---------- INFORMATION GIVEN

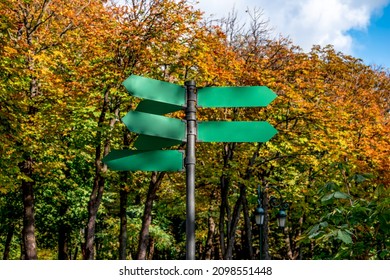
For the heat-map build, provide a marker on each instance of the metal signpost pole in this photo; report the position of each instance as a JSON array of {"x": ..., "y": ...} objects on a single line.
[{"x": 190, "y": 168}]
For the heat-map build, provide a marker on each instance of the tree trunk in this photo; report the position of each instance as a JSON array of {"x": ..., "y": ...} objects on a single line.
[
  {"x": 143, "y": 243},
  {"x": 63, "y": 235},
  {"x": 210, "y": 237},
  {"x": 124, "y": 193},
  {"x": 8, "y": 240},
  {"x": 99, "y": 180},
  {"x": 28, "y": 233},
  {"x": 247, "y": 242},
  {"x": 231, "y": 230}
]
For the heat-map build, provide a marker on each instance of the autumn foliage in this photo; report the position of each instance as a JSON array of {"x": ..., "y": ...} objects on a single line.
[{"x": 62, "y": 64}]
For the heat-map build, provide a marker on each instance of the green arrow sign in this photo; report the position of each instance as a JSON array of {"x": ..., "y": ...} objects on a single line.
[
  {"x": 127, "y": 160},
  {"x": 235, "y": 96},
  {"x": 223, "y": 131},
  {"x": 155, "y": 90},
  {"x": 155, "y": 125},
  {"x": 157, "y": 108},
  {"x": 146, "y": 142}
]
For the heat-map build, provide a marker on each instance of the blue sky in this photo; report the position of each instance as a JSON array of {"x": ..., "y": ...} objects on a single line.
[
  {"x": 360, "y": 28},
  {"x": 373, "y": 45}
]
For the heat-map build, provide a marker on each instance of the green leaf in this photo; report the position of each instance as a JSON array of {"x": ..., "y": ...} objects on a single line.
[
  {"x": 341, "y": 195},
  {"x": 344, "y": 236},
  {"x": 327, "y": 197}
]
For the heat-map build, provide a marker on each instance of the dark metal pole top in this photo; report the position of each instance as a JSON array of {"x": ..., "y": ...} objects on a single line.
[{"x": 190, "y": 83}]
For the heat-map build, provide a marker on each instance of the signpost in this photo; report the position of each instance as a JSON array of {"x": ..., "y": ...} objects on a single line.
[{"x": 158, "y": 131}]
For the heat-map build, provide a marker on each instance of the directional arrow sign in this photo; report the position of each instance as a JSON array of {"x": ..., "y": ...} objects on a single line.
[
  {"x": 223, "y": 131},
  {"x": 155, "y": 125},
  {"x": 155, "y": 90},
  {"x": 146, "y": 142},
  {"x": 157, "y": 108},
  {"x": 235, "y": 96},
  {"x": 128, "y": 160}
]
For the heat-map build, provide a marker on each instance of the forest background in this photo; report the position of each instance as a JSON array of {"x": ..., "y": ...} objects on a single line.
[{"x": 62, "y": 64}]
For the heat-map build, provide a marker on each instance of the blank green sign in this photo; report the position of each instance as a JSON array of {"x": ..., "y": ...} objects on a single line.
[
  {"x": 235, "y": 96},
  {"x": 128, "y": 160},
  {"x": 154, "y": 125},
  {"x": 223, "y": 131},
  {"x": 155, "y": 90}
]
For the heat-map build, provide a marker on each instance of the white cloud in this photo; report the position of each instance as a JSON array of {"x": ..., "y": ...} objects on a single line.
[{"x": 308, "y": 22}]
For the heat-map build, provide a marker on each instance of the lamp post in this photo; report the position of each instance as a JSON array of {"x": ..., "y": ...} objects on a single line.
[{"x": 274, "y": 202}]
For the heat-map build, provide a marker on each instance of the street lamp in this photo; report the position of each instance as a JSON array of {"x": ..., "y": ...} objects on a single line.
[{"x": 274, "y": 202}]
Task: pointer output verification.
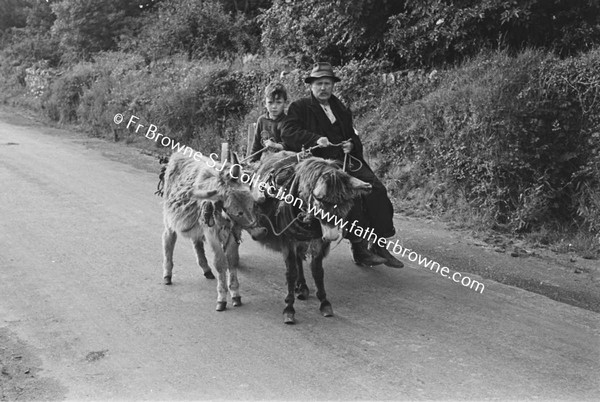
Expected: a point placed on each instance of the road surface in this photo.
(84, 314)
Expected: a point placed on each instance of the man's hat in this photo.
(321, 70)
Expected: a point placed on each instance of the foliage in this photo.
(435, 32)
(514, 137)
(336, 31)
(197, 29)
(85, 27)
(12, 14)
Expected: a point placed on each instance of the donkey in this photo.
(294, 229)
(206, 203)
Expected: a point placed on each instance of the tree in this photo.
(88, 26)
(434, 32)
(197, 28)
(337, 31)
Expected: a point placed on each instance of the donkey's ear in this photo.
(358, 184)
(209, 195)
(234, 158)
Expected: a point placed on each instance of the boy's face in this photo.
(275, 106)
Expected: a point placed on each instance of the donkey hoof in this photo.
(288, 318)
(302, 292)
(327, 310)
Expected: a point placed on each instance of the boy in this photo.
(268, 126)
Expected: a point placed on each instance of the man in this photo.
(323, 120)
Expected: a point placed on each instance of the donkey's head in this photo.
(329, 192)
(233, 191)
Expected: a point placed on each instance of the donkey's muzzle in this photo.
(257, 233)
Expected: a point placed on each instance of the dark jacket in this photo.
(271, 129)
(306, 122)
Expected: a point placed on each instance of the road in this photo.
(81, 295)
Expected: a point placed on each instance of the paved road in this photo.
(81, 287)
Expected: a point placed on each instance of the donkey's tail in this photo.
(163, 160)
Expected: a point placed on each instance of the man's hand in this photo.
(273, 145)
(347, 146)
(323, 142)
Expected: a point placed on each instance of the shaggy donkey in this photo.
(294, 227)
(205, 202)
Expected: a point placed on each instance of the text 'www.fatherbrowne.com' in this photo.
(365, 233)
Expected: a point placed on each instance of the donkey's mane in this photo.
(311, 170)
(186, 171)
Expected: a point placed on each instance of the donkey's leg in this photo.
(169, 239)
(316, 267)
(291, 275)
(301, 287)
(234, 286)
(201, 258)
(232, 250)
(219, 263)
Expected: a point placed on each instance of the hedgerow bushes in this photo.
(515, 140)
(198, 103)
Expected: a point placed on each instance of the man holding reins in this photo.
(323, 120)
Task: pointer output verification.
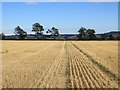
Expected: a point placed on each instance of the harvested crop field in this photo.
(59, 64)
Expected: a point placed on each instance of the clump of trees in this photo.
(20, 33)
(38, 29)
(53, 32)
(86, 34)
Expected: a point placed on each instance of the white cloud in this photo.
(53, 0)
(33, 2)
(103, 0)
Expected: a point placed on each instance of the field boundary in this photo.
(100, 66)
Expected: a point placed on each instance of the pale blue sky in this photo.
(67, 17)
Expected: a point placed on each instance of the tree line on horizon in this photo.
(84, 33)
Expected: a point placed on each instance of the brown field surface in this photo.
(59, 64)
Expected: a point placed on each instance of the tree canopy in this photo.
(20, 32)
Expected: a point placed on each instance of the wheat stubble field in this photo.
(59, 64)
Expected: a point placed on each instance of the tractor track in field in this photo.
(53, 73)
(83, 73)
(100, 66)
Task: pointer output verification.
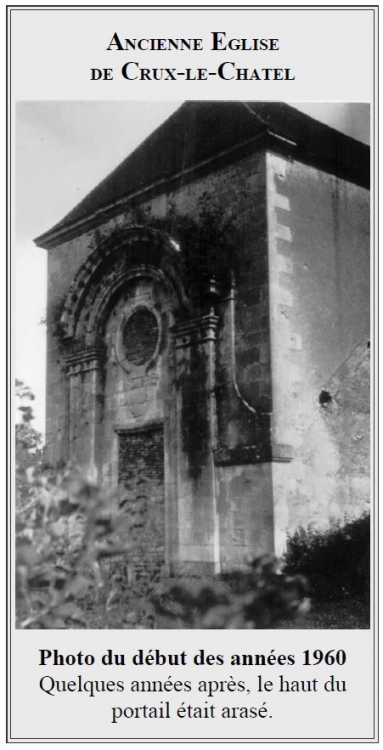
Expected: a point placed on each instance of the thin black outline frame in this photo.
(374, 317)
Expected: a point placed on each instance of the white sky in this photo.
(64, 149)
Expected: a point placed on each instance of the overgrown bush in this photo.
(64, 528)
(336, 561)
(255, 598)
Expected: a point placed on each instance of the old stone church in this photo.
(208, 316)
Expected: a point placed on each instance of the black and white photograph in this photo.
(192, 363)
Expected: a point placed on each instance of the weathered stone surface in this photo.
(198, 400)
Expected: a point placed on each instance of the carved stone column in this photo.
(198, 528)
(85, 390)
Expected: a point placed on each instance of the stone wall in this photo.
(319, 289)
(233, 382)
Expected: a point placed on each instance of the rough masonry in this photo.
(208, 315)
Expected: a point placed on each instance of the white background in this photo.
(331, 54)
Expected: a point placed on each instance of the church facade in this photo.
(208, 327)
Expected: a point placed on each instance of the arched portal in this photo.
(117, 319)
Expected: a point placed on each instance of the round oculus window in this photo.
(140, 336)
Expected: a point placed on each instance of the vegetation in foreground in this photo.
(72, 571)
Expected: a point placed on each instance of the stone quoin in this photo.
(208, 326)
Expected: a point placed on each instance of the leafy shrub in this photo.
(257, 598)
(64, 529)
(336, 561)
(68, 548)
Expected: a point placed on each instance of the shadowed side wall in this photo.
(319, 312)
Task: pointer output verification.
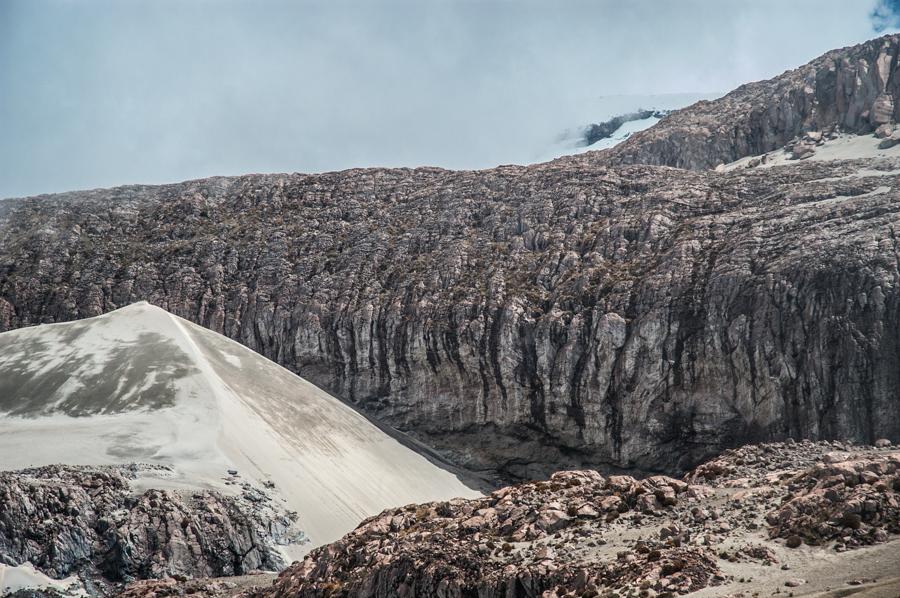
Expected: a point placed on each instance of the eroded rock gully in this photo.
(521, 319)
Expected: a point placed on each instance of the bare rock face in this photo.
(520, 319)
(86, 522)
(854, 90)
(584, 534)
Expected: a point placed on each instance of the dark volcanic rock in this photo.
(86, 522)
(521, 318)
(854, 90)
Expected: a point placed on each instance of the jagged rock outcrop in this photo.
(583, 534)
(521, 318)
(85, 521)
(853, 90)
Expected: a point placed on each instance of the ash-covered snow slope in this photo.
(141, 385)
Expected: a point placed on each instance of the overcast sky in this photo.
(97, 93)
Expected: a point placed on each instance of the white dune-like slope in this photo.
(141, 385)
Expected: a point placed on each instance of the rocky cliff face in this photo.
(86, 522)
(853, 90)
(522, 318)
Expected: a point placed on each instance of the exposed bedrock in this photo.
(519, 319)
(853, 90)
(87, 522)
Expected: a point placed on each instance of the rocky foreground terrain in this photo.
(780, 518)
(88, 523)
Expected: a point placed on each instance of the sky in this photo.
(96, 93)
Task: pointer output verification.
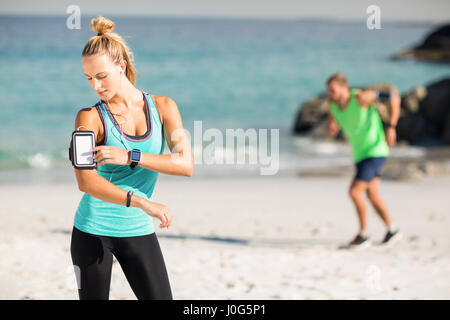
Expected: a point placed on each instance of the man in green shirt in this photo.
(353, 111)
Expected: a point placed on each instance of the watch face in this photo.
(135, 155)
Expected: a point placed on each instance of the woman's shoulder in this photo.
(164, 105)
(89, 118)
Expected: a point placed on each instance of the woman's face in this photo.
(102, 74)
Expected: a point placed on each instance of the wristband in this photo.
(129, 194)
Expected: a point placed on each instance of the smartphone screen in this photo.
(83, 143)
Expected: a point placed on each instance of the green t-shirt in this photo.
(363, 128)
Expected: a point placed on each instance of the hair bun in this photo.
(101, 25)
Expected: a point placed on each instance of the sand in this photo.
(245, 238)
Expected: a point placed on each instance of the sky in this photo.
(398, 10)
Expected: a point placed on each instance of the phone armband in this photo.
(79, 154)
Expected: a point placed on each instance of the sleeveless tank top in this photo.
(99, 217)
(363, 128)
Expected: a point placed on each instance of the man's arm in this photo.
(367, 97)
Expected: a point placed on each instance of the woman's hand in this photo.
(111, 154)
(158, 211)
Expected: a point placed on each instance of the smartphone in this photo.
(79, 154)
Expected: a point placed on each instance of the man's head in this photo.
(337, 87)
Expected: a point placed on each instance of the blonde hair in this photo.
(111, 44)
(339, 77)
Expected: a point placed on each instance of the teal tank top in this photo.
(99, 217)
(363, 128)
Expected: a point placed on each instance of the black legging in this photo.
(140, 258)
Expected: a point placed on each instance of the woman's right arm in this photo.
(97, 186)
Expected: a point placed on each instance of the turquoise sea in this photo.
(228, 73)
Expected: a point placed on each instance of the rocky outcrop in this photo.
(424, 118)
(435, 47)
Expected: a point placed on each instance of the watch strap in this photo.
(129, 194)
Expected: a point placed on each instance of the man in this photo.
(354, 112)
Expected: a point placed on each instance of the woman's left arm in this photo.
(180, 161)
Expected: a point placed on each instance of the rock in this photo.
(436, 105)
(435, 47)
(311, 113)
(411, 100)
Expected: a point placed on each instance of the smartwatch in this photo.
(135, 157)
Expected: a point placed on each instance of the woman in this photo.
(114, 216)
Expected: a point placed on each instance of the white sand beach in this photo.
(248, 238)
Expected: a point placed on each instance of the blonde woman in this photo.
(114, 216)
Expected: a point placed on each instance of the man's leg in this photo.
(356, 192)
(374, 196)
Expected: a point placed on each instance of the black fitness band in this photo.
(129, 194)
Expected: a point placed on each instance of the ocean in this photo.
(227, 73)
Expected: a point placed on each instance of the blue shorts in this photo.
(369, 168)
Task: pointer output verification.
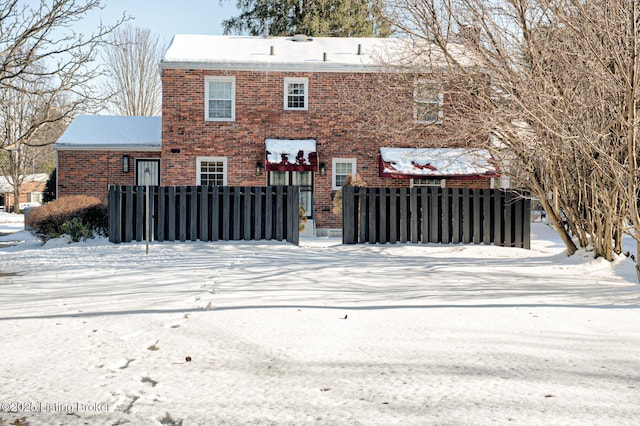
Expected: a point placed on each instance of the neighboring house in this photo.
(270, 111)
(100, 150)
(31, 191)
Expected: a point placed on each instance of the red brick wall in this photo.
(260, 115)
(91, 172)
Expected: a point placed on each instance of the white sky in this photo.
(164, 18)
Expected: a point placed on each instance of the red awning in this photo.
(285, 155)
(408, 163)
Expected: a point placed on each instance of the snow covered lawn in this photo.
(270, 333)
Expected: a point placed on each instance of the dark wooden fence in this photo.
(205, 213)
(435, 215)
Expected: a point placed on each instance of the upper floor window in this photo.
(428, 99)
(211, 171)
(342, 167)
(296, 93)
(220, 98)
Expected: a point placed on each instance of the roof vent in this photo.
(300, 37)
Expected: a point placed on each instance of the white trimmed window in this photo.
(220, 98)
(427, 182)
(341, 168)
(34, 197)
(428, 100)
(296, 94)
(211, 171)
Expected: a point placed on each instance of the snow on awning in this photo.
(407, 163)
(286, 155)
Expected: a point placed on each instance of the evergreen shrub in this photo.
(78, 216)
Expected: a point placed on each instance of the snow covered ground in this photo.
(270, 333)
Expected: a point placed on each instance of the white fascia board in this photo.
(319, 66)
(120, 147)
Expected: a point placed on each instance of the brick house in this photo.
(96, 151)
(271, 110)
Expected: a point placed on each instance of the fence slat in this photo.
(498, 219)
(519, 223)
(215, 212)
(293, 219)
(526, 229)
(425, 214)
(476, 217)
(414, 216)
(226, 213)
(204, 213)
(248, 211)
(383, 216)
(446, 216)
(258, 216)
(280, 209)
(372, 194)
(192, 192)
(486, 216)
(268, 209)
(348, 215)
(393, 215)
(508, 206)
(434, 216)
(363, 224)
(456, 215)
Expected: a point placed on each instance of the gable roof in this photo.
(111, 132)
(296, 53)
(6, 184)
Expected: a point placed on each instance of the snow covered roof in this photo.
(291, 155)
(100, 132)
(436, 162)
(296, 53)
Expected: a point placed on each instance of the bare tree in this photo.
(46, 71)
(556, 84)
(134, 77)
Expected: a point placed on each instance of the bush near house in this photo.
(78, 216)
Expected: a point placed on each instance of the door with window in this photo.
(148, 172)
(302, 179)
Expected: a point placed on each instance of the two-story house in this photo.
(278, 111)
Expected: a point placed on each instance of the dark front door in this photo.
(148, 172)
(302, 179)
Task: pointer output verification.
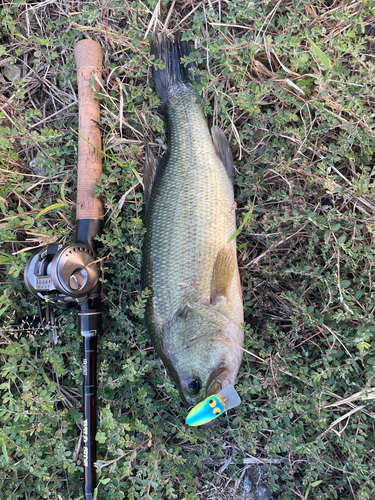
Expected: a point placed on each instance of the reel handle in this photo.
(88, 55)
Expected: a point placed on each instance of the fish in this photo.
(195, 308)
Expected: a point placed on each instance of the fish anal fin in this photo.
(223, 271)
(222, 149)
(149, 174)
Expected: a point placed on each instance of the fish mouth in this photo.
(218, 380)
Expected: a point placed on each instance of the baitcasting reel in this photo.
(60, 278)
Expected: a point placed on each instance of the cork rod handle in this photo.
(88, 55)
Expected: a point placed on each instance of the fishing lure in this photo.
(213, 406)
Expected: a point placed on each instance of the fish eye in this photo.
(193, 386)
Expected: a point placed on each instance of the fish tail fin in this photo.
(175, 73)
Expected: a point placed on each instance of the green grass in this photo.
(292, 84)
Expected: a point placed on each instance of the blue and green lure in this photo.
(213, 406)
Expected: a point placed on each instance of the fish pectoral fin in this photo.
(151, 165)
(222, 150)
(224, 267)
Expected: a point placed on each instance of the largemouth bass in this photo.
(195, 310)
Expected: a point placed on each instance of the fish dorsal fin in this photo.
(224, 267)
(222, 150)
(149, 174)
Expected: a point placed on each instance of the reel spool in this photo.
(60, 277)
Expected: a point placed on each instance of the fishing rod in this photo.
(62, 277)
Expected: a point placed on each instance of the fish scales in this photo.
(190, 219)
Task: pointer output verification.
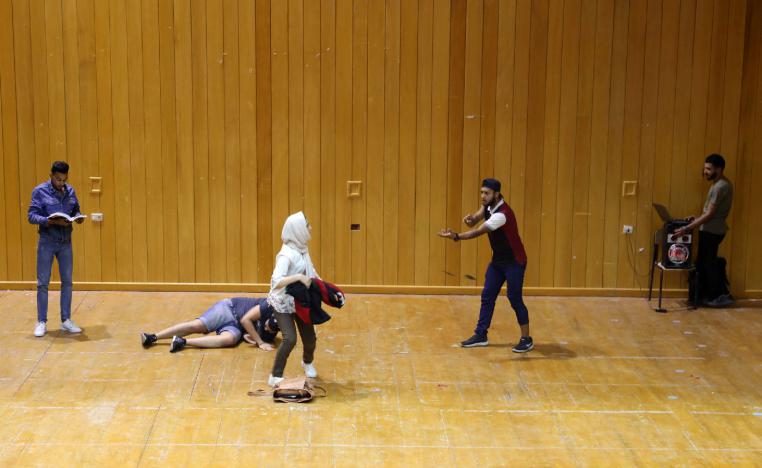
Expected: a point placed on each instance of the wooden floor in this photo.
(610, 383)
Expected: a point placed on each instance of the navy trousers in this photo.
(494, 279)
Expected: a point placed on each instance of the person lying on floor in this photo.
(232, 319)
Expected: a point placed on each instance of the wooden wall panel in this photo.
(210, 121)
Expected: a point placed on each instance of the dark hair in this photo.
(268, 335)
(492, 184)
(715, 160)
(60, 166)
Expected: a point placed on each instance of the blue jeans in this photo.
(46, 250)
(493, 281)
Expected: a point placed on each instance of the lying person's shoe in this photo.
(40, 329)
(70, 326)
(178, 343)
(309, 370)
(525, 344)
(274, 381)
(475, 340)
(147, 339)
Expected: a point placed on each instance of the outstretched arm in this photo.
(698, 221)
(471, 219)
(473, 233)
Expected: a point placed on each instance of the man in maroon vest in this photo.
(509, 262)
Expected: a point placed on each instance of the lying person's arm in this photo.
(251, 336)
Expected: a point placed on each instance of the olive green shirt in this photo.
(721, 195)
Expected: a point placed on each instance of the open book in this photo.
(68, 218)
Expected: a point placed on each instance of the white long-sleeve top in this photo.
(288, 262)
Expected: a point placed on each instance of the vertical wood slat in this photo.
(137, 172)
(312, 125)
(455, 136)
(558, 128)
(88, 237)
(280, 98)
(732, 137)
(391, 140)
(343, 169)
(423, 155)
(106, 153)
(360, 78)
(439, 141)
(232, 145)
(72, 44)
(374, 189)
(201, 193)
(14, 198)
(26, 128)
(471, 124)
(264, 141)
(122, 154)
(191, 120)
(327, 137)
(407, 140)
(249, 167)
(218, 214)
(152, 82)
(599, 142)
(177, 143)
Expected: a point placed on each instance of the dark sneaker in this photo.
(525, 344)
(721, 301)
(147, 339)
(178, 343)
(475, 340)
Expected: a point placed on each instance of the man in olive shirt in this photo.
(712, 229)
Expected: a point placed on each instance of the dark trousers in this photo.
(709, 278)
(288, 324)
(47, 249)
(493, 281)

--------------------

◆ **PROBLEM DESCRIPTION**
Reprint exactly, and only, the lines running from the one containing "Expected: a point placed on each instance of the open" through the last line of the listing above.

◆ **WORKED SOLUTION**
Expected: a point placed on each instance of the open book in this photo.
(68, 218)
Expected: a point placed on each instance of the white long-sleeve top in this photo.
(288, 262)
Expected: a point placed on each instance of the vertical wood slat in this photo.
(137, 172)
(312, 125)
(455, 136)
(558, 128)
(88, 237)
(280, 98)
(732, 137)
(391, 140)
(343, 169)
(423, 155)
(106, 153)
(360, 78)
(439, 141)
(232, 145)
(72, 44)
(374, 189)
(201, 193)
(14, 198)
(26, 128)
(471, 124)
(264, 141)
(122, 154)
(191, 120)
(327, 137)
(407, 140)
(249, 167)
(218, 214)
(152, 82)
(599, 142)
(177, 143)
Expected: a point placed on each instance of the dark sneaker in this photo.
(525, 344)
(721, 301)
(147, 339)
(178, 343)
(475, 340)
Expected: a point placed on each instance of the man in olive shirt in this photo.
(712, 229)
Expected: a point placed on each instance of the dark trousers in this photo.
(709, 278)
(288, 324)
(47, 249)
(493, 281)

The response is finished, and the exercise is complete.